Down at the bottom, click the “Add” button to add “All Countries and Territories”, then click the “Continue>>” button. For the three main topic keywords I’ve been using as examples in these tutorials, what shows is this:

What I can see from this is the average amount of money that an advertiser will spend to get a single person to click on an Adsense ad. The “golf swing” topic seems to be the most profitable, given the same search volume and conversion rate, with “board games” being next, then “sewing patterns”.

This isn’t to say that board games and sewing patterns couldn’t be profitable topics! Adsense is only one way of monetizing a site. So it’s one indicator of a site’s profitability. We’ll look at other indicators as we go along, to come up with an overall sense of which topic would be most profitable.

For my own sites, I would want the main site keyword to command at least $1 Adsense clicks to conclude that Adsense is a viable means of profiting from the site. So as I continue to look at these niches, I’d want to see some other monetization options for board games and sewing patterns.

Next time around we’ll look at evaluating the product potential for the same site topics.

Keyword Research Tutorial

This tutorial is part of an email course I’m developing on creating niche websites. So if it seems like it’s a tutorial out of the blue, that’s why. It makes more sense in the context of the email course, but I thought that my readers might get some use out of it even without the course itself.

The point of keyword research is to identify existing online markets. These are people who are already looking for the information you have to offer. While Google’s keyword tool isn’t the best option for making a final choice of topic for a niche website, it is great at narrowing down a list of choices to the top two or three, and eliminating the obviously poor choices.

You can get to the keyword tool here. This will open in a new tab or window, so you can continue to follow along with the tutorial.

# [Challenge A]
Count the lines of the records below that contain the word "like", and give only the number.

# [Items]
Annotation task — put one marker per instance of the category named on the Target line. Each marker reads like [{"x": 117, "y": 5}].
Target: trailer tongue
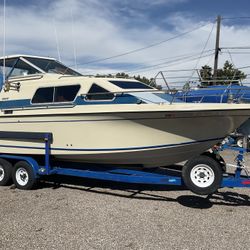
[{"x": 203, "y": 174}]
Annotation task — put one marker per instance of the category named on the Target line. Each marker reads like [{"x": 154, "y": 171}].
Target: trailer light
[
  {"x": 42, "y": 170},
  {"x": 246, "y": 182}
]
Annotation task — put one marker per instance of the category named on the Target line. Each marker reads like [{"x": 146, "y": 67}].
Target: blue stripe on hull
[
  {"x": 25, "y": 103},
  {"x": 118, "y": 149}
]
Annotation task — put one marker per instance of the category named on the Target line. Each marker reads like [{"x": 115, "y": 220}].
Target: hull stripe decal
[{"x": 118, "y": 149}]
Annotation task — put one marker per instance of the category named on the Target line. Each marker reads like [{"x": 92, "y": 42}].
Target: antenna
[
  {"x": 73, "y": 32},
  {"x": 4, "y": 34},
  {"x": 57, "y": 43}
]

# [Challenge B]
Write what comes next in the keyword research tutorial above, picking up after its final sentence.

# [Exercise output A]
5

# [Exercise output B]
You’ll leave all the radio buttons and check boxes just like they are. The first thing to do is to take care of the test to make sure you’re a human. It’ll look like this:

Just type in the word that you see in the box below it.

Then, type the first of your topics into the keyword box, and click “Get Keyword Ideas”. You want a topic that is between one and three words. Two word topics are best.

What you’ll end up with is a listing something like this. I used the topic “golf swings” as an example.

The column labeled Advertiser Competition is intended to show people thinking about advertising sites like this how many other people are already doing it. We don’t really care about that column, except to note that having a lot of advertising competition means that when we start selling ads on our niche website, there will be plenty of people to buy ad space.

The columns labeled December Search Volume (and Avg Search Volume, not shown in my screenshot), are more important. These show actual amounts of people who are searching Google using specific keywords. Since Google is offering this information for free, we don’t get actual numbers, but rather a general idea of how large the search volume is.

How full the bar is represents how much search traffic that keyword gets. A nearly empty bar means that it gets practically no search traffic. A nearly full bar means it gets a lot of search traffic. “No Data” means that it hasn’t gotten any search traffic for the period shown.

The average search volume shows how much search traffic the term has received over time. This is important to contrast with the last month’s search volume, because some keywords are seasonal. They might get more searches at different times of the year. If we create a niche website on a seasonal term, we need to understand the season so we know when to expect traffic.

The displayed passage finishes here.